** Problem to work on **
Where the string "coordinate" shows up in a line of the records, copy that line.

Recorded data
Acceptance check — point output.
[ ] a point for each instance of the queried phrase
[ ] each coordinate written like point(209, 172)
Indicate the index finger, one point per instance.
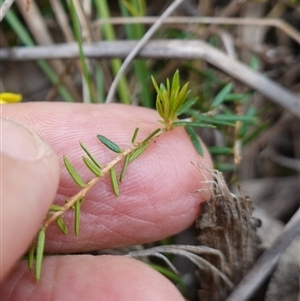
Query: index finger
point(155, 198)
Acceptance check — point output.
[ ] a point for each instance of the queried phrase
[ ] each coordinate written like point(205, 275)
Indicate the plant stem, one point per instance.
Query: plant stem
point(81, 194)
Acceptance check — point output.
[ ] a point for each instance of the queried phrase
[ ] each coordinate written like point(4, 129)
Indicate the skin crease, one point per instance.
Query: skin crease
point(155, 202)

** Answer to the exercise **
[ ] each coordinate written like point(209, 172)
[ ] each coordinate written like point(205, 275)
[ ] each coordinate written like point(4, 129)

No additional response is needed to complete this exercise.